→ Work request:
Repeat, exactly and completely, the entries shown underneath.

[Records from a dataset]
· · ·

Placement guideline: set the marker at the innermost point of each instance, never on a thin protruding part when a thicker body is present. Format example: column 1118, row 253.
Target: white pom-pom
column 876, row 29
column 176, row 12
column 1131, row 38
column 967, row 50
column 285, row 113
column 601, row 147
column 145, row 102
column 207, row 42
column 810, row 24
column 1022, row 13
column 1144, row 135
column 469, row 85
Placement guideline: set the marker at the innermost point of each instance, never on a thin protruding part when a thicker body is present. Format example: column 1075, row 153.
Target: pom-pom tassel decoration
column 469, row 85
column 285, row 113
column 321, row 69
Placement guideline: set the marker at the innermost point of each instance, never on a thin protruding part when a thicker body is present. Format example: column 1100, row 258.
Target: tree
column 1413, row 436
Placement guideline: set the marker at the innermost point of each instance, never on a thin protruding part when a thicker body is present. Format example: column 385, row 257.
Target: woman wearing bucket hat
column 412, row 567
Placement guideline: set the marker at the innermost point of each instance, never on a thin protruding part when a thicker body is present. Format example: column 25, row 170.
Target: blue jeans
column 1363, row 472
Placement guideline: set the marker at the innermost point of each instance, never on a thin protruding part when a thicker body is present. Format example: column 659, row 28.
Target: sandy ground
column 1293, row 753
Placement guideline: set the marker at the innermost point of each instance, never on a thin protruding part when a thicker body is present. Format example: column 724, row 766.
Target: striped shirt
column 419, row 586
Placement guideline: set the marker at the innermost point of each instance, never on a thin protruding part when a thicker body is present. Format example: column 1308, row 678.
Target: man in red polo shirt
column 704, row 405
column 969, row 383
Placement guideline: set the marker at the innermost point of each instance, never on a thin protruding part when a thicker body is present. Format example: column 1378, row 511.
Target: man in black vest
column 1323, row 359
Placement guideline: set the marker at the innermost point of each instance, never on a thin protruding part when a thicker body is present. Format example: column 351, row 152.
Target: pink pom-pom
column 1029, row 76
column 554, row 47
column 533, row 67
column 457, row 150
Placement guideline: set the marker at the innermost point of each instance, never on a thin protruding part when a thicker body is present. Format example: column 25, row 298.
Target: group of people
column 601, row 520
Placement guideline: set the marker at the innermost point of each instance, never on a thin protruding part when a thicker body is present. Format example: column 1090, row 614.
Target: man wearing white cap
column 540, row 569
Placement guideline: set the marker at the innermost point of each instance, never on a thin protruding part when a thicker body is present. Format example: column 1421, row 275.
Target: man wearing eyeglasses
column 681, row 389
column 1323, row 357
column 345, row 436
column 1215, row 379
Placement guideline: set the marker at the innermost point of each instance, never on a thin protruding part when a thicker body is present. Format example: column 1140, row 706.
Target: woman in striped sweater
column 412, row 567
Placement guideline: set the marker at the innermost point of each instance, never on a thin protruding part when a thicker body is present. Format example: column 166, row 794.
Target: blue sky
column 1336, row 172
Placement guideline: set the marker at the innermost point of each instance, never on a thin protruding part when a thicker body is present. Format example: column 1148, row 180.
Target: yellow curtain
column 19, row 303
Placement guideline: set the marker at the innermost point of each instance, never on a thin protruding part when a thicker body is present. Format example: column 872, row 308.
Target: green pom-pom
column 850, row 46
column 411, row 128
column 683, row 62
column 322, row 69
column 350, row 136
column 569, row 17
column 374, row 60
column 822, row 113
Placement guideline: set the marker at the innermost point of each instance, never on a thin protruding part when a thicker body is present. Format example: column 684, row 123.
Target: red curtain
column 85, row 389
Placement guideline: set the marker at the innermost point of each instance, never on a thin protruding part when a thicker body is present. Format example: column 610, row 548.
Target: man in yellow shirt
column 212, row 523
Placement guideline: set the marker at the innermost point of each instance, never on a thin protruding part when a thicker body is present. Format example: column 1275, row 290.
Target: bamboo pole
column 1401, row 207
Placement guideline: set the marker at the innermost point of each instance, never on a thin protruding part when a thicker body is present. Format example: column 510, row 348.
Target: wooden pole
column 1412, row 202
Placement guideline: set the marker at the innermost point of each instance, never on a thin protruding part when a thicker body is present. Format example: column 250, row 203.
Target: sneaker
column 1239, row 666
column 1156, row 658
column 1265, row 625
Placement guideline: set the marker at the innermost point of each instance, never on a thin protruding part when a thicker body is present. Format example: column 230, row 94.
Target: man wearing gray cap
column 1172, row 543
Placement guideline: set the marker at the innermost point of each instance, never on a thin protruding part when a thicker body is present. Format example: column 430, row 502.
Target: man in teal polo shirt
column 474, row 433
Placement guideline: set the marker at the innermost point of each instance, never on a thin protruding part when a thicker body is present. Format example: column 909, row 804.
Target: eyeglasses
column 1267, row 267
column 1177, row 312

· · ·

→ Exercise answer:
Placement guideline: set the marker at the innermost point of each instance, never on a thin protruding part when a thicker body is present. Format example: column 1118, row 253.
Target: white pom-pom
column 876, row 29
column 176, row 12
column 1131, row 38
column 967, row 50
column 285, row 113
column 601, row 147
column 145, row 102
column 207, row 42
column 810, row 24
column 1022, row 13
column 1144, row 135
column 469, row 85
Placement guideline: set the marker at the innermost point of each instance, never on a thin protruding part when a thicker body is present. Format example: column 1075, row 153.
Target: pom-pom tassel decoration
column 469, row 85
column 285, row 113
column 321, row 69
Placement guideline: set the marker at the innermost point of each instance, never on a thin protruding part when a thicker body is present. Format example: column 1100, row 258.
Target: tree
column 1413, row 436
Placement guideline: set the marker at the innermost point of each instance, never on a thin protruding part when a thicker body is present. Format example: column 385, row 257.
Target: woman wearing bucket hat
column 412, row 567
Placement guideline: set the marker at the innermost point of each instance, never on a thin protruding part when a thicker body is present. Format example: column 25, row 170.
Target: blue jeans
column 1363, row 472
Placement guideline: set the marker at the innermost point of each instance, never on a thin protruding part when a thicker body is present. Format example: column 659, row 28.
Target: sandy ground
column 1293, row 753
Placement guideline: set the marker at the innermost point of each instance, never on a thin protruding part when a thicker body is present. Format example: column 724, row 766.
Target: striped shirt
column 419, row 586
Placement guideline: set the marker at the innermost point of each instance, never on a thin protruding part when a thicker body is present. Format example: column 1308, row 678.
Target: man in red polo shirt
column 704, row 405
column 969, row 383
Placement guideline: set the marker at the innermost point of each instance, never on a thin protruding part when a thicker body is present. Format example: column 1378, row 511.
Target: man in black vest
column 1323, row 359
Placement guideline: set the marker at the innermost point of each instance, never on a thin protruding part when a thicker body is present. Format example: column 351, row 152.
Target: pink pom-pom
column 1029, row 76
column 554, row 47
column 533, row 67
column 457, row 150
Placement guideline: set the marker at the innermost point of each instance, never on a thin protruding part when a thicker body is present. Format example: column 25, row 298.
Target: group of people
column 601, row 520
Placement guideline: set the marker at the innermost point of each instance, never on a thin protruding part when a thicker body is present. Format example: column 1090, row 614.
Target: man wearing white cap
column 540, row 569
Placement guideline: set the marker at the innermost point of each instance, never on a thin protruding part when a thicker body is present. Format example: column 1421, row 275.
Target: man wearing eyeglasses
column 681, row 389
column 1323, row 357
column 345, row 436
column 1215, row 379
Placement guideline: set the marker at the innermost point of each instance, never on a thin protruding part when a thicker body is present. Format example: column 1140, row 706.
Target: woman in striped sweater
column 412, row 567
Placement guideline: set the marker at the innermost point of each instance, never on a thin protruding part when a thicker body is present. Format example: column 166, row 794.
Target: blue sky
column 1336, row 172
Placement guideline: set the marker at the innermost point of each instance, never on a thin protruding part when a thicker body is present. Format example: column 1148, row 180.
Target: yellow curtain
column 19, row 303
Placement guideline: set the marker at the innermost point of each instance, never on a thin protruding part when a thicker body is present. Format example: column 872, row 308.
Target: green pom-pom
column 850, row 46
column 411, row 128
column 683, row 62
column 322, row 69
column 350, row 136
column 569, row 17
column 374, row 60
column 822, row 113
Placement guideline: set the marker at the innermost point of each instance, never on a thin protruding part when a thicker body is present. Format example: column 684, row 123.
Target: red curtain
column 85, row 389
Placement guideline: set the marker at the innermost point of each instance, never on a thin protruding part when a thicker body is present. Format example: column 610, row 548.
Target: man in yellow shirt
column 212, row 523
Placement guideline: set the marker at the innermost point of each instance, never on a thin protruding part when a thicker body is present. Format example: column 1275, row 290.
Target: bamboo pole
column 1401, row 207
Placement guideline: set the marker at the innermost point of each instance, never on a thin protruding part when a thicker body is present. Format example: column 510, row 348.
Target: wooden pole
column 1412, row 202
Placement guideline: set the marker at the innermost point of each instance, never on a thin protruding part when a thicker body is present. Format example: column 250, row 203.
Target: sneaker
column 1239, row 666
column 1156, row 658
column 1265, row 625
Placement guideline: set the marker at the innermost point of each instance, never on a thin protruding part when a thicker body is present. Format example: column 230, row 94.
Target: man wearing gray cap
column 1172, row 543
Placement guideline: set the marker at the innermost point of each instance, never on a thin protruding part when a thicker body is present. Format example: column 430, row 502.
Target: man in teal polo shirt
column 474, row 433
Placement guideline: set the marker at the innermost point of each instance, never on a thin protruding part when a thicker body is present. Format example: column 909, row 804.
Target: eyeglasses
column 1267, row 267
column 1177, row 312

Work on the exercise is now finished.